:: Stated goal ::
Pull out each line of the rows below that contains the word "white" and list those lines.

:: Supplied data ::
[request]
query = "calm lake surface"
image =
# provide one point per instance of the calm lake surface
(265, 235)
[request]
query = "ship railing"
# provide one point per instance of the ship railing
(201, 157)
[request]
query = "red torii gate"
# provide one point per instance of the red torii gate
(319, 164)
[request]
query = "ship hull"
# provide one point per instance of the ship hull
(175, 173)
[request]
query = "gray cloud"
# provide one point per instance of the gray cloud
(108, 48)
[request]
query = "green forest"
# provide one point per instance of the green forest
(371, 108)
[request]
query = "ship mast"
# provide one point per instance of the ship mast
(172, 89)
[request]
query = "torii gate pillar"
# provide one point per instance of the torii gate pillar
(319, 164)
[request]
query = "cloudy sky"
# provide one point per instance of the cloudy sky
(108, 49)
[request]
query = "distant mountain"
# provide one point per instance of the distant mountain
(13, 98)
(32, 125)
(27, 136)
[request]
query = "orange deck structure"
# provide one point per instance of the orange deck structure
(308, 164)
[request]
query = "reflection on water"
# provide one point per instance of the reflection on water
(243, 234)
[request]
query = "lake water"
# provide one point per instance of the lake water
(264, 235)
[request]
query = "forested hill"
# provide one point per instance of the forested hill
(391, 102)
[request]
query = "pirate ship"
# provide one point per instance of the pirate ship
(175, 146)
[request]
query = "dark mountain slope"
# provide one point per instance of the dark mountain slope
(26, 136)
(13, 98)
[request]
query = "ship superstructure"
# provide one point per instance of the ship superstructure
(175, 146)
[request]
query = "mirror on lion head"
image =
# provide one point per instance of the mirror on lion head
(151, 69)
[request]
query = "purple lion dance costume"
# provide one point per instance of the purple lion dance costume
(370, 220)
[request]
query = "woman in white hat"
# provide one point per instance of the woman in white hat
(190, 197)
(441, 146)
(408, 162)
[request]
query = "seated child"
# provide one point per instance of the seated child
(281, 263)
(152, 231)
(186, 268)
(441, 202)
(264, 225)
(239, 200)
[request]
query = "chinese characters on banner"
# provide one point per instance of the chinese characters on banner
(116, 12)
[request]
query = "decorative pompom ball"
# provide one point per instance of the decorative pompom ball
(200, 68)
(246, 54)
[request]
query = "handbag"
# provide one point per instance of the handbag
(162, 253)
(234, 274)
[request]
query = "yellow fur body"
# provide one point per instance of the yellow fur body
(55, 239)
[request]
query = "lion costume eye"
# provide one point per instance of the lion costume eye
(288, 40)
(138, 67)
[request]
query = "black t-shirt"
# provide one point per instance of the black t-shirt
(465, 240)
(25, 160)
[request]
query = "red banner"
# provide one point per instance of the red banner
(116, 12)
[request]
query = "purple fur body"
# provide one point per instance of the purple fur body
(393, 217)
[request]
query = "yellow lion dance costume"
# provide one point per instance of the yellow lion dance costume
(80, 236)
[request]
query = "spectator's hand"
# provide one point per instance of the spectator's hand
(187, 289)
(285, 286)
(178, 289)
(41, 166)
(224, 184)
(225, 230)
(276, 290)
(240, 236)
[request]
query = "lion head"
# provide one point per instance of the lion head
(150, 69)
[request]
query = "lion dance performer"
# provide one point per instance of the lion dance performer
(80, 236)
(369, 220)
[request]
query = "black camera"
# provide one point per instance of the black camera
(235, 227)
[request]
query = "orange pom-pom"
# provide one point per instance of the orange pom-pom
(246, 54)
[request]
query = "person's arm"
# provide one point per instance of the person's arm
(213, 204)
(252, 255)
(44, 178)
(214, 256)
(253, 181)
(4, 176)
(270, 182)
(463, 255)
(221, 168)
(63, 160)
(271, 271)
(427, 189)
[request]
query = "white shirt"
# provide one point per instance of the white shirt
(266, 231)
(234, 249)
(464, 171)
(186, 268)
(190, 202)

:: Complete response ::
query = "woman in white hat"
# provide one point per instance of the woman in white hat
query = "white shirt"
# provide one point per instance of the white shirt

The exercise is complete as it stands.